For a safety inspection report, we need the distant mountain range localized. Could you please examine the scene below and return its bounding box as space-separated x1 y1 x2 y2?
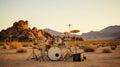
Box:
3 20 119 41
44 28 81 37
81 25 120 40
44 28 62 36
44 25 120 41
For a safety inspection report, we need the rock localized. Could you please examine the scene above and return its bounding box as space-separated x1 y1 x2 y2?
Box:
36 30 42 38
0 20 54 42
13 20 29 29
32 27 38 32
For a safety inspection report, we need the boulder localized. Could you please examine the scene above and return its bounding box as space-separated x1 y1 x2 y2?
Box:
0 20 54 42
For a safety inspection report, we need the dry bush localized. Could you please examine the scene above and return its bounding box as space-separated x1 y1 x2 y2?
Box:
109 42 117 50
111 47 116 50
108 41 120 46
0 42 8 46
102 48 112 53
17 48 27 53
110 45 117 50
0 42 9 49
10 41 22 49
84 45 97 52
2 45 10 49
0 43 4 46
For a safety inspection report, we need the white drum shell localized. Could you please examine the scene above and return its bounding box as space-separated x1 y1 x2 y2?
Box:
48 47 61 60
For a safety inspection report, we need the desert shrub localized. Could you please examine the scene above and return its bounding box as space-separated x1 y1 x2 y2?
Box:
10 41 22 49
17 48 27 53
102 48 112 53
111 47 116 50
0 42 8 46
110 46 117 50
101 44 105 47
110 44 117 50
0 43 4 46
84 45 97 52
2 45 10 49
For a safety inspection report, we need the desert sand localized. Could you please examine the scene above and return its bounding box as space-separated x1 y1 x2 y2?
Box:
0 46 120 67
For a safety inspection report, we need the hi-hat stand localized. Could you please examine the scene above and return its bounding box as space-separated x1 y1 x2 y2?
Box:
26 37 38 61
26 44 38 61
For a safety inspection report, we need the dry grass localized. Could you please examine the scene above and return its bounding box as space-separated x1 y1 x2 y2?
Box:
1 40 120 50
63 40 120 52
102 48 112 53
77 40 120 46
10 41 22 49
17 48 27 53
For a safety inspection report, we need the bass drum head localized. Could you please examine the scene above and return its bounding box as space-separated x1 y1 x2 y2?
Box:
48 47 61 61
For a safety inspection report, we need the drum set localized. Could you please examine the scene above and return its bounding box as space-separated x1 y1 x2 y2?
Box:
27 38 86 62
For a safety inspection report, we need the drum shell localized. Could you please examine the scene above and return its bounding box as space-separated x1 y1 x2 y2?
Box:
48 47 61 61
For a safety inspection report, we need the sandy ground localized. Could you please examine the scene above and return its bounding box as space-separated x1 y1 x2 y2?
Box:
0 46 120 67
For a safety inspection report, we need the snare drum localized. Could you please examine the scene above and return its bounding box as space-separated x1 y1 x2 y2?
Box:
48 47 61 61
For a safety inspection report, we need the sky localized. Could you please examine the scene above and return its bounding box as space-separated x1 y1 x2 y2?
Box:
0 0 120 35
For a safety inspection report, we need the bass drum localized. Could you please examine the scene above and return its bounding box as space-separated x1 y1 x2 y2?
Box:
48 47 61 61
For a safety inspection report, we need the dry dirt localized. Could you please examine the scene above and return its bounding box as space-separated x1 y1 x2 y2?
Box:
0 46 120 67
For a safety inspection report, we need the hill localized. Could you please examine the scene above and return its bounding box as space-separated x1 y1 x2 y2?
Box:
44 28 62 36
44 28 84 41
81 25 120 40
44 28 81 37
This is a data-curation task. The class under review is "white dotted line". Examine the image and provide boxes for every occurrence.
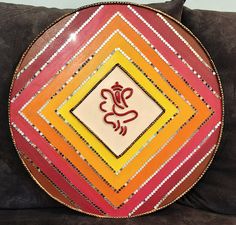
[128,121,221,216]
[157,13,212,71]
[16,12,80,80]
[12,5,104,102]
[127,5,219,99]
[154,145,216,209]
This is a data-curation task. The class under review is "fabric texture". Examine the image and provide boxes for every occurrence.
[179,7,236,215]
[0,204,236,225]
[147,0,185,21]
[0,3,71,210]
[0,0,185,209]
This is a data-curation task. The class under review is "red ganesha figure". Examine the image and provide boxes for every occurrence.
[99,81,138,136]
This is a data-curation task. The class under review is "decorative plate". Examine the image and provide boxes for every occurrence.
[9,2,224,218]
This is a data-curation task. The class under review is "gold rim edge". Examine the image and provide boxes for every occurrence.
[7,1,225,219]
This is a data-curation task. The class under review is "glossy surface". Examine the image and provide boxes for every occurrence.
[9,3,223,217]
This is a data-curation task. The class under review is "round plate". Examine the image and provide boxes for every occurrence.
[9,3,224,218]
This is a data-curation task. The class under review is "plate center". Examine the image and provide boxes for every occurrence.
[71,64,164,157]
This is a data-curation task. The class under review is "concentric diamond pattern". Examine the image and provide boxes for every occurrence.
[9,4,223,217]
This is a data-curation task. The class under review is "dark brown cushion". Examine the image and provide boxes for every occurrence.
[179,7,236,215]
[1,204,236,225]
[0,3,72,210]
[0,0,185,209]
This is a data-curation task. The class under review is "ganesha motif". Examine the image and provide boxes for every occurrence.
[99,81,138,136]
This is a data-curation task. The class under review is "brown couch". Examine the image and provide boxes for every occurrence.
[0,0,235,224]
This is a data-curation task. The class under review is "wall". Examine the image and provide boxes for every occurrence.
[1,0,236,11]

# Assignment
Repeat all the material exactly, but keep pictures out of the copy.

# Finished exercise
For a safety inspection report, we need the distant mountain range localized. Could you please examine the scene below and return its bounding box as space-separated x1 y1 x2 y2?
Box:
3 20 119 41
44 28 81 37
81 25 120 40
44 28 62 36
44 25 120 41
For a safety inspection report, we need the rock localized. Could you please examine the scene above and return its bounding box as space-separated x1 y1 x2 y2?
Box:
36 30 42 38
0 20 54 42
13 20 29 29
32 27 38 32
For a safety inspection report, we need the boulder localized. Could you please examine the scene above and return its bounding box as space-separated x1 y1 x2 y2?
Box:
0 20 54 42
For a safety inspection report, we need the dry bush localized. Could you please examine the scene above and return its bounding box as space-separated x1 y1 x2 y2?
Box:
109 42 117 50
111 47 116 50
108 41 120 46
0 42 8 46
102 48 112 53
17 48 27 53
110 45 117 50
0 42 9 49
10 41 22 49
84 45 97 52
2 45 10 49
0 43 4 46
For a safety inspection report, we need the white drum shell localized. Could you please examine the scene above and return its bounding box as space-separated x1 y1 x2 y2?
Box:
48 47 61 60
For a safety inspection report, we need the desert shrub localized. Could you please examine the scene above and return its bounding box as space-separated x1 y1 x2 y2?
Box:
10 41 22 49
17 48 27 53
102 48 112 53
111 47 116 50
0 42 8 46
110 46 117 50
101 44 105 47
110 44 117 50
0 43 4 46
84 45 97 52
2 45 10 49
For a safety inspection report, we need the desert sand localized. Could you please examine the scene above and return its bounding box as space-separated x1 y1 x2 y2?
Box:
0 46 120 67
For a safety inspection report, we need the hi-hat stand localized. Could you please examine the scene above and return its bounding box as space-separated x1 y1 x2 y2?
Box:
26 37 38 61
26 44 38 61
For a safety inspection report, we need the dry grass localized. Could you please examine the scene above and return its bounding box as space-separated x1 y1 x2 y2?
Box:
1 40 120 50
63 40 120 52
102 48 112 53
77 40 120 46
10 41 22 49
17 48 27 53
For a safety inspection report, we need the bass drum head localized. Could you please examine the scene above and return its bounding box as space-separated x1 y1 x2 y2?
Box:
48 47 61 61
For a safety inspection report, we need the drum set localized. Could you please examine the scene above and return its bounding box as space-separated x1 y1 x2 y2?
Box:
27 38 86 62
For a safety inspection report, we need the drum shell localized. Could you please examine the scene above and return its bounding box as space-separated x1 y1 x2 y2?
Box:
48 47 61 61
For a safety inspection report, we need the sandy ground localized. Could you please examine the scene above and return its bounding box as space-separated x1 y1 x2 y2?
Box:
0 46 120 67
For a safety inspection report, we need the snare drum localized. Could you please examine the scene above and return its bounding box as space-separated x1 y1 x2 y2?
Box:
48 47 61 61
For a safety inspection report, we need the sky localized. Could you please examine the scene above and return its bounding box as space-separated x1 y1 x2 y2?
Box:
0 0 120 35
For a safety inspection report, we need the bass drum localized. Could you please examine the scene above and return its bounding box as space-separated x1 y1 x2 y2?
Box:
48 47 61 61
For a safety inspection report, we need the dry dirt localized. Could you please examine the scene above and return its bounding box as space-separated x1 y1 x2 y2?
Box:
0 46 120 67
For a safety inspection report, we need the hill localized. Could you please examine the scene above and return its bounding box as space-separated x1 y1 x2 y2?
Box:
44 28 62 36
44 28 84 41
81 25 120 40
44 28 81 37
This is a data-curation task. The class under review is "white dotted line". Examine the image and provide boxes for every occurrence.
[128,121,221,216]
[157,13,212,71]
[16,12,80,80]
[12,5,104,102]
[127,5,219,99]
[154,145,216,209]
This is a data-curation task. The class under review is "fabric texture". Examine the image and provide boxes for every occurrence.
[179,7,236,215]
[0,204,236,225]
[147,0,185,21]
[0,3,71,210]
[0,0,185,209]
This is a data-curation task. The class under review is "red ganesha figure". Examine the image and provide boxes for every occurrence.
[99,81,138,136]
This is a data-curation task. The class under review is "decorative plate". Examine the image and provide boxes for every occurrence.
[9,2,224,218]
This is a data-curation task. The class under review is "gold rim edge". Examine the image and provide boxes for every occurrence.
[7,1,225,219]
This is a data-curation task. The class under review is "glossy surface". Examine the image and provide boxes for every occurrence.
[9,3,223,217]
This is a data-curation task. The class under review is "round plate". Examine the image and provide boxes for every occurrence.
[9,3,224,218]
This is a data-curation task. The class under review is "plate center". Examine the image and provide boxes for every occurrence.
[71,64,164,157]
This is a data-curation task. The class under review is "concentric diamond pattern". Examine the image and provide boxes for every occurrence.
[9,4,223,217]
This is a data-curation task. The class under review is "dark brown cushion". Examine the image and provide boxes for every occurrence.
[179,7,236,215]
[1,204,236,225]
[0,3,72,210]
[0,0,185,209]
This is a data-curation task. The class under review is "ganesha motif". Examine the image and provide boxes for every occurrence.
[99,81,138,136]
This is a data-curation task. The class under review is "brown couch". Examine the image and provide boxes for every occurrence.
[0,0,235,224]
This is a data-curation task. The class under review is "wall". Examine the image and provide boxes for every occurrence.
[1,0,236,11]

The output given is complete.